§ Assignment:
Repeat the records below exactly from the line containing "Tag one point on every instance of the wooded" to the line containing "Tag one point on every instance of the green", taking in both of those lines. Drop the pictures.

== Task data ==

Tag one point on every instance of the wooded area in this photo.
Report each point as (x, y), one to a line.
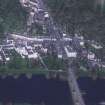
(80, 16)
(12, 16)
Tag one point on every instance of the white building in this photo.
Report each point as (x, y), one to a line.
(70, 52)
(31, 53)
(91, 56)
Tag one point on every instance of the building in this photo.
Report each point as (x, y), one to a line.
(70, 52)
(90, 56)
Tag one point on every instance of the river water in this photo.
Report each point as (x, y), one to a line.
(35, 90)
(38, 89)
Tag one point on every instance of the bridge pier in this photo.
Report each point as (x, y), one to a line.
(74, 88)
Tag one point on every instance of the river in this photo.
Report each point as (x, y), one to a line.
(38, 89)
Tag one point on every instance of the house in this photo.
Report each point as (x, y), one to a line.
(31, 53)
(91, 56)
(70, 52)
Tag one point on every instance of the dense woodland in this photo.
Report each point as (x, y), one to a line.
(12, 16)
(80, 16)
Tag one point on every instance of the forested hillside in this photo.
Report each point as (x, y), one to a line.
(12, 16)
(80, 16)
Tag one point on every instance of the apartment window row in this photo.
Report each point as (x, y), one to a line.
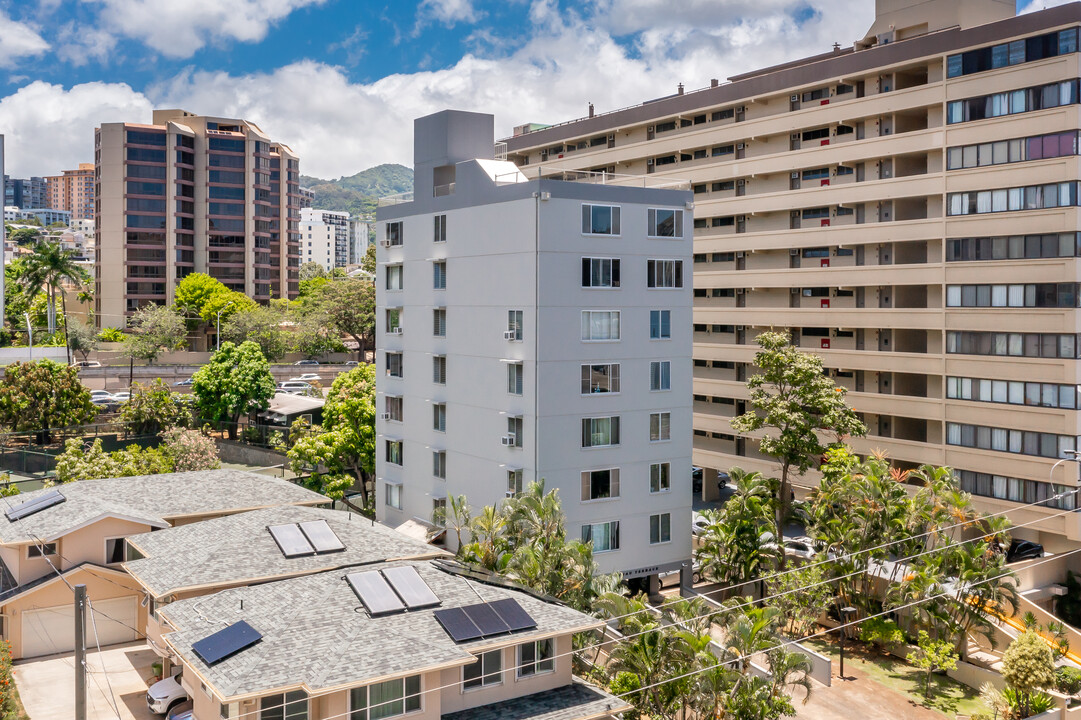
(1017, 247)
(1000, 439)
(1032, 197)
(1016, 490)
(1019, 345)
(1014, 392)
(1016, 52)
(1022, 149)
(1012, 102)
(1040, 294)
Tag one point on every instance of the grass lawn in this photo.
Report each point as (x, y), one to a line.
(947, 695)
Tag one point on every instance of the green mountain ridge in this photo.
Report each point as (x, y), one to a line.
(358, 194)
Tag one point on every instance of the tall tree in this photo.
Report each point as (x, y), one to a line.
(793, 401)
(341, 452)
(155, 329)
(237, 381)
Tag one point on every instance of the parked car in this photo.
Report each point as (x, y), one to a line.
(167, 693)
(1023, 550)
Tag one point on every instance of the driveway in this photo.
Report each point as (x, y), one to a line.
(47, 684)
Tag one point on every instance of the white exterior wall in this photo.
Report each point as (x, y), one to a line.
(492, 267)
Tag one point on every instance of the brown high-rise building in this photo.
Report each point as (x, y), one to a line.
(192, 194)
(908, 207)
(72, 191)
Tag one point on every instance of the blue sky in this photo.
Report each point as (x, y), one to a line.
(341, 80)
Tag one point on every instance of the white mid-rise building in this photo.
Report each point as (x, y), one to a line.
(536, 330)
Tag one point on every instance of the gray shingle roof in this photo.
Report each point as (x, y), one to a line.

===
== Task data ==

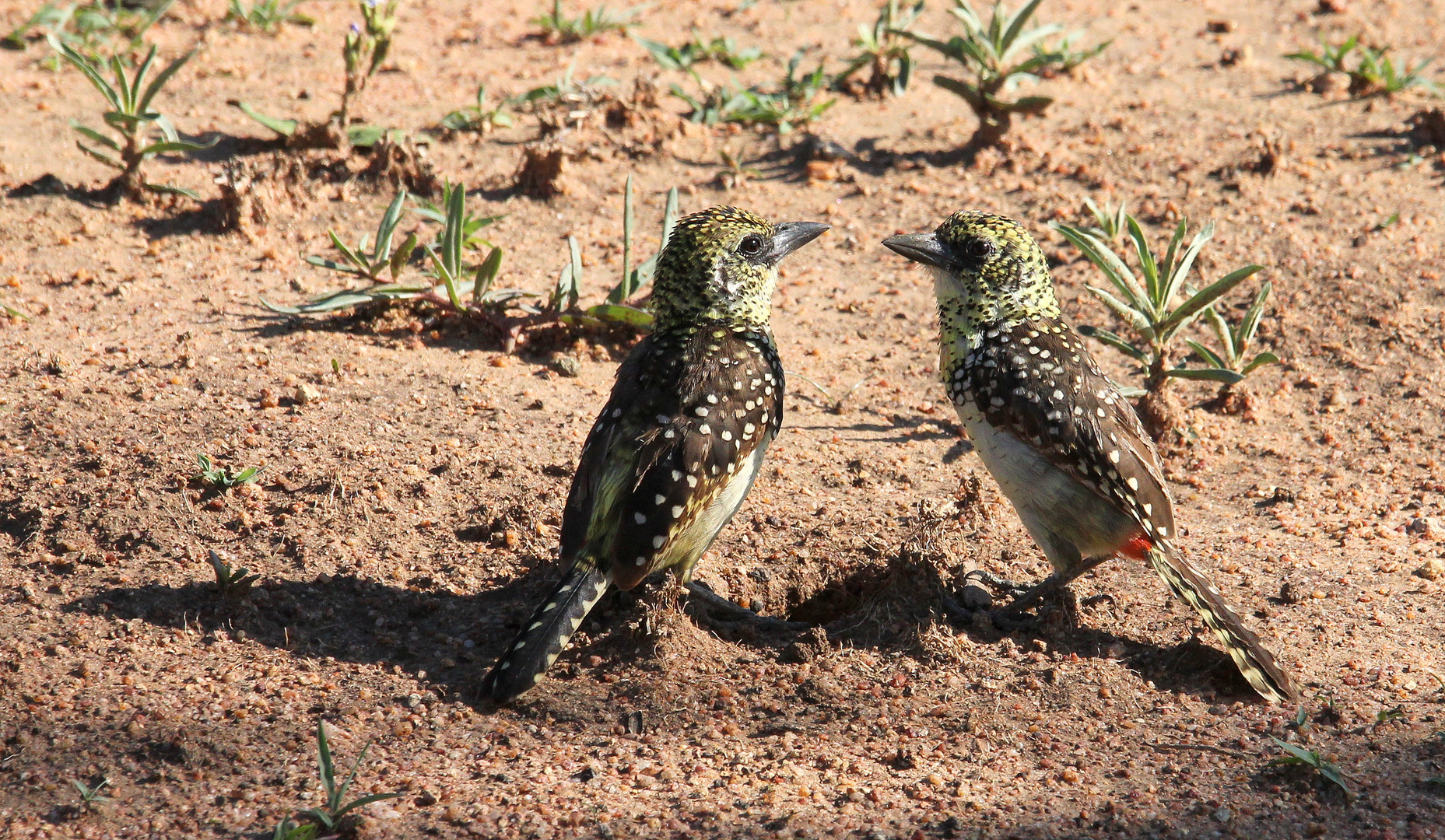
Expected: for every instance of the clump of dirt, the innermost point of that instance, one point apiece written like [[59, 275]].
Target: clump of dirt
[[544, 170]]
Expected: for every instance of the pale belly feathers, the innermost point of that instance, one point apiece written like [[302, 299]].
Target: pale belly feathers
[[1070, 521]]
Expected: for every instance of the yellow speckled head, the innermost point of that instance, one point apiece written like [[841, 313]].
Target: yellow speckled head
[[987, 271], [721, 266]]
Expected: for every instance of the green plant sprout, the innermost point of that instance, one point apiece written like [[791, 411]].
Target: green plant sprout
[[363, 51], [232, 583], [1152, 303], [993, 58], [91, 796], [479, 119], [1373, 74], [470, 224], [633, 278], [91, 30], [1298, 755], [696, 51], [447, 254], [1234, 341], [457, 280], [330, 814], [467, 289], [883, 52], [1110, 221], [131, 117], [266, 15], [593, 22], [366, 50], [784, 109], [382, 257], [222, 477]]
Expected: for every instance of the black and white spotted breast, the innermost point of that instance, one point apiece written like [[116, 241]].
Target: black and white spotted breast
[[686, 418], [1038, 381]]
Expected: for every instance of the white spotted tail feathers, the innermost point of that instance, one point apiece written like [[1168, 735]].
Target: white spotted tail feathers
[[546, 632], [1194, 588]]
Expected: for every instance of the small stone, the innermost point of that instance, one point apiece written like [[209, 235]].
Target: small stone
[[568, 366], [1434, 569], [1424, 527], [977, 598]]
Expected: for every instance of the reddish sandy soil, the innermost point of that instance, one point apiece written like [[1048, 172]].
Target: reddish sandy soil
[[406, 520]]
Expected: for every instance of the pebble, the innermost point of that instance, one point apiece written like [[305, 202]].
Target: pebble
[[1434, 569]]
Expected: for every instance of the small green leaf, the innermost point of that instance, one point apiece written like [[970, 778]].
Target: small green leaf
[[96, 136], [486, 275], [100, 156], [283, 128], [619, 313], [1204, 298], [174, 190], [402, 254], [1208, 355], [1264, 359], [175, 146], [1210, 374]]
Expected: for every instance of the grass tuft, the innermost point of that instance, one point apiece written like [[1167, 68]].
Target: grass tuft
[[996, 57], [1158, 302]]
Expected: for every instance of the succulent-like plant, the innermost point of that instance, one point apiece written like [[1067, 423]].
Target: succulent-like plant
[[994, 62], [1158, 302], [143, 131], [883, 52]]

===
== Task data ==

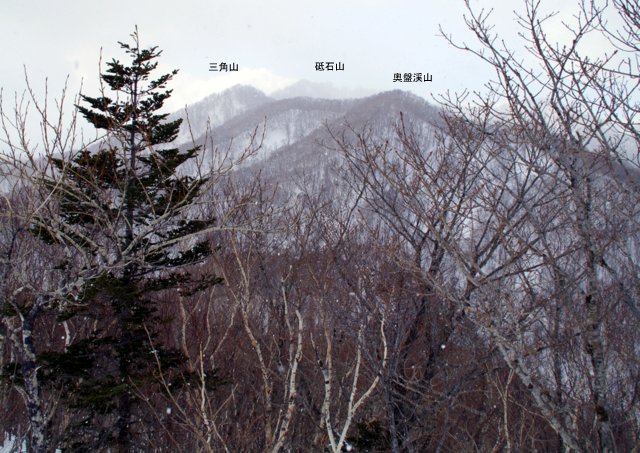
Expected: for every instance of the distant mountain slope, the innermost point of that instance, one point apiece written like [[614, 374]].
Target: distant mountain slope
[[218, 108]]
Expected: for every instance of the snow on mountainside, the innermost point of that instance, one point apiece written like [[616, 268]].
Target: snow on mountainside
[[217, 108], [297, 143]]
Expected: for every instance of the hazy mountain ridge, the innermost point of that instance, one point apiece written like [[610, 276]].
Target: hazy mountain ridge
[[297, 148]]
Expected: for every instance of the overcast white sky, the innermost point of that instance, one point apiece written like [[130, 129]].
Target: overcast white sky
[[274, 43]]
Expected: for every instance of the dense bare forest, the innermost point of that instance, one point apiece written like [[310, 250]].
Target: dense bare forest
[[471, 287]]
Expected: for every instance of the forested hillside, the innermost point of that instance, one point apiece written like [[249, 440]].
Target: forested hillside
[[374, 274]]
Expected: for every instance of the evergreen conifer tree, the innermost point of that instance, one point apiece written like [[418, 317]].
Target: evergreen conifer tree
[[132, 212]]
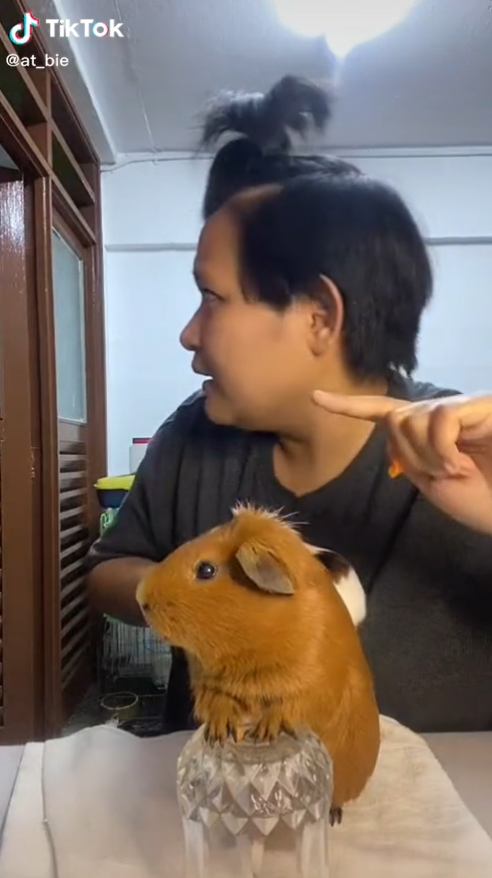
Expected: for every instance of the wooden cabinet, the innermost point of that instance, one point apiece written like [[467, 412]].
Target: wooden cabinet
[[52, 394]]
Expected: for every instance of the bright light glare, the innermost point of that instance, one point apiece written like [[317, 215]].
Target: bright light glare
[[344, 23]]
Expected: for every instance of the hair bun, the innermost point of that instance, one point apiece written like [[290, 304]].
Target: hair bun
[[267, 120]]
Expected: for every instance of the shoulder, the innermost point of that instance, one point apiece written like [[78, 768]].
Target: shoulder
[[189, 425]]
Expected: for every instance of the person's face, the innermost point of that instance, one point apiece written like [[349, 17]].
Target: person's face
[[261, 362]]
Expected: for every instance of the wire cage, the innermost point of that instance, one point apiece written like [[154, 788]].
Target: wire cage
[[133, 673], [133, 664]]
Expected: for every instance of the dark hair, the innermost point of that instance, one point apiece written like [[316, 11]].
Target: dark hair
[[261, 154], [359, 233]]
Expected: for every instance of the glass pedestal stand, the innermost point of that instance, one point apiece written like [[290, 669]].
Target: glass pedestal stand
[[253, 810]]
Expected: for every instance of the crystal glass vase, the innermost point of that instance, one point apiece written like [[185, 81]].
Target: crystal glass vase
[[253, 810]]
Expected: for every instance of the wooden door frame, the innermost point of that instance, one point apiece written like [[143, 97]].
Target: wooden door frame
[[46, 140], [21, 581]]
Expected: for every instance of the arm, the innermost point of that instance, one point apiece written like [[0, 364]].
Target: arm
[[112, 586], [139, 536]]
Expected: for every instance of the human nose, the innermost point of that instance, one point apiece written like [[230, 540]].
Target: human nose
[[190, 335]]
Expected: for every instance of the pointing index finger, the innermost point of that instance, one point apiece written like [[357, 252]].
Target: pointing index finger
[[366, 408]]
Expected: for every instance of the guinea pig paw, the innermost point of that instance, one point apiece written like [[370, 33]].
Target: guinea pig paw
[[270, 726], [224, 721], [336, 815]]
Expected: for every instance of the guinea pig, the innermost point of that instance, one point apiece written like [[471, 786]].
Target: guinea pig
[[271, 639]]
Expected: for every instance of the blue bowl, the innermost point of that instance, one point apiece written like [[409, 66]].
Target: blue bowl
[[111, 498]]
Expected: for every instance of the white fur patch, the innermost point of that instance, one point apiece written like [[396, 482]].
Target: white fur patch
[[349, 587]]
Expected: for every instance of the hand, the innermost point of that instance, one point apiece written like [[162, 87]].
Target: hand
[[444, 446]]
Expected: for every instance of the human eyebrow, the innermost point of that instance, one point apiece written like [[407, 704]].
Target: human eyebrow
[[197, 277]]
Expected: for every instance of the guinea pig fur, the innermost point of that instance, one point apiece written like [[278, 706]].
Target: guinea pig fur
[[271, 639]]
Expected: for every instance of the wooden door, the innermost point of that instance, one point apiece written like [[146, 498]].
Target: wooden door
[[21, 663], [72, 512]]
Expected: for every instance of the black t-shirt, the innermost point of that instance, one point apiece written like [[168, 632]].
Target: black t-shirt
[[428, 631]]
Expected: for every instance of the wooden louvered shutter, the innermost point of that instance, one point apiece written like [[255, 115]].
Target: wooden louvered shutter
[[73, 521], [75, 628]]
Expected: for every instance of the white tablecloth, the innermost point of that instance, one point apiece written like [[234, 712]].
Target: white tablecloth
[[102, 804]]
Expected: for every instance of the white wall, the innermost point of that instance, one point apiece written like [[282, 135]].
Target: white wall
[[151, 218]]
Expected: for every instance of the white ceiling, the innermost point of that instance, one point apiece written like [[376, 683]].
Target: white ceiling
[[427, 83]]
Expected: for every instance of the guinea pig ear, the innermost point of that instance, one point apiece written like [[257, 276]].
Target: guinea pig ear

===

§ Solution to this problem:
Tag one point on every instance of the wooded area in this photo.
Report each point as (x, y), one to a line.
(80, 16)
(12, 16)
Tag one point on every instance of the white building in this photo.
Report each point as (x, y), one to a line.
(70, 52)
(31, 53)
(91, 56)
Tag one point on every instance of the building in this photo.
Report each point as (x, y), one to a line.
(70, 52)
(90, 56)
Tag one point on every instance of the river water in this photo.
Report each point as (x, y), one to a line.
(35, 90)
(38, 89)
Tag one point on every instance of the bridge pier in this photo.
Report each point as (x, y), one to a line.
(74, 88)
Tag one point on every instance of the river in this photo.
Report each point as (x, y), one to a line.
(38, 89)
Tag one point on every instance of the house in this photo.
Report each point as (x, y), one to a line.
(31, 53)
(91, 56)
(70, 52)
Tag one point on every instance of the dense woodland in this photo.
Report each point as (x, y), one to a line.
(12, 16)
(80, 16)
Tag one point on every instance of the forested hillside in this photo.
Report each point as (x, y), one to a line.
(12, 16)
(80, 16)
Tag one point on every instance of the apartment window row in this photo.
Report each point as (x, y), one to a line.
(1017, 247)
(1000, 439)
(1032, 197)
(1016, 490)
(1019, 345)
(1014, 392)
(1016, 52)
(1022, 149)
(1012, 102)
(1040, 294)
Tag one point on every instance of the grass lawn in this photo.
Report each point as (x, y), one to a line.
(947, 695)
Tag one point on every instance of the green mountain ridge in this photo.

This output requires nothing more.